━━━━━ EXCERPT TO READ ━━━━━
Rolf de Heer and Peter Djigirr, “Ten Canoes” (2006)
An engrossing story of another story, “Ten Canoes” acts as both a morality tale and an ingenious exposition of the values and beliefs of an Aboriginal community in Arnhem Land, in northern Australia. Like good stories, “Ten Canoes” aims to entertain as well as educate on different levels: as a story about a story, it teaches the value of patience, it contains an interesting twist and warning, and it demonstrates something of how the Yolngu people interpret past, present and future time, and how the passage or flow of time is not necessarily linear in the way Westerners experience time. The role of story-telling in an oral culture like the Yolngu culture goes far beyond simply repeating a story one might have heard as a child and passing it on to the next generation: it may be shaped, changed and improvised on to fit the story-teller’s aims; its narration takes time – maybe a lot of time, as in several days, even weeks – and certain things may have to happen first before the next chapter of the story can be told; and while the story appears to be simple to follow, its message/s may be profound and complex.
The story-about-a-story is narrated by David Gulpilil whose son Jamie appears also as two characters, Dayindi and Yeeralparil. Dayindi is one of ten men on a hunting expedition to find geese and their eggs for their community. The leader of the expedition, Minygululu (Peter Minygululu), is Dayindi’s much older brother who has three wives, the third of whom is a beautiful young girl who has caught Dayindi’s eye. Minygululu is aware of Dayindi’s interest in his wife so during the expedition he tells the younger man a story of another young man much like Dayindi and known as Yeeralparil, who lived in Yolngu country thousands of years ago.
━━━━━ DATA EXCERPTS ━━━━━
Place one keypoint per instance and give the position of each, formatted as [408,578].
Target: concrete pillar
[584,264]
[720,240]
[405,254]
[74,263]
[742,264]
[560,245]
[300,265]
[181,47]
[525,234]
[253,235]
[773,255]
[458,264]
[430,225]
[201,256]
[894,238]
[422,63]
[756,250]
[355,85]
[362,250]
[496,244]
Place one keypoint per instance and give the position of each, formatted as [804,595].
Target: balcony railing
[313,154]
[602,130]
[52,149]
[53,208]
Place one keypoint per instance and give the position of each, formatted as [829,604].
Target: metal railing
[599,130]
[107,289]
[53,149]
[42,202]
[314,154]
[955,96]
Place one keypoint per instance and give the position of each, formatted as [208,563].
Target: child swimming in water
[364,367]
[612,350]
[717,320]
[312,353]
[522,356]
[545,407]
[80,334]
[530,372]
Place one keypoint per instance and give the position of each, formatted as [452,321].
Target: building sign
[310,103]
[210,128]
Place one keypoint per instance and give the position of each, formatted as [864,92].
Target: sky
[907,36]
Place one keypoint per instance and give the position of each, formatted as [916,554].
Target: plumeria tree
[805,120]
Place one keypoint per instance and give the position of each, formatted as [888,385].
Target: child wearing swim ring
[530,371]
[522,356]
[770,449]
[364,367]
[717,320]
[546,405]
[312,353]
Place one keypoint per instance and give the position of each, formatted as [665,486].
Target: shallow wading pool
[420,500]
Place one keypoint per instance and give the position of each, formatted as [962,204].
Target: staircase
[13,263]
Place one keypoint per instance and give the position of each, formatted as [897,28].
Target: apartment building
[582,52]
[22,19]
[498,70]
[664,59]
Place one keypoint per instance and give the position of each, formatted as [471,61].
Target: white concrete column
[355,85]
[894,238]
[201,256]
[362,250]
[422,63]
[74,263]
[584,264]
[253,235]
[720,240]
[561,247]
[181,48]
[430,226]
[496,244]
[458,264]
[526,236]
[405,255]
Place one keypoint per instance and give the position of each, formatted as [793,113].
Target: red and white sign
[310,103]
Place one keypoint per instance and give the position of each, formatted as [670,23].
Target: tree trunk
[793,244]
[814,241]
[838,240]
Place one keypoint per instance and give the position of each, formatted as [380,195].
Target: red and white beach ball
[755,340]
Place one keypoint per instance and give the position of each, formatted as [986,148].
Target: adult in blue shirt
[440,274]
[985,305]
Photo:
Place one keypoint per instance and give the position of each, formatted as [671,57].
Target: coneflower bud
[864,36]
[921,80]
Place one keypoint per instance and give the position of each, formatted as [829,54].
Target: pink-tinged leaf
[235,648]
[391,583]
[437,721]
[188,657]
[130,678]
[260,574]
━━━━━
## SET PROBLEM
Reproduce verbatim the passage of the "Ten Canoes" film review above, from "The story-about-a-story is" up to and including "of years ago.".

## PROBLEM SOLUTION
The story-about-a-story is narrated by David Gulpilil whose son Jamie appears also as two characters, Dayindi and Yeeralparil. Dayindi is one of ten men on a hunting expedition to find geese and their eggs for their community. The leader of the expedition, Minygululu (Peter Minygululu), is Dayindi’s much older brother who has three wives, the third of whom is a beautiful young girl who has caught Dayindi’s eye. Minygululu is aware of Dayindi’s interest in his wife so during the expedition he tells the younger man a story of another young man much like Dayindi and known as Yeeralparil, who lived in Yolngu country thousands of years ago.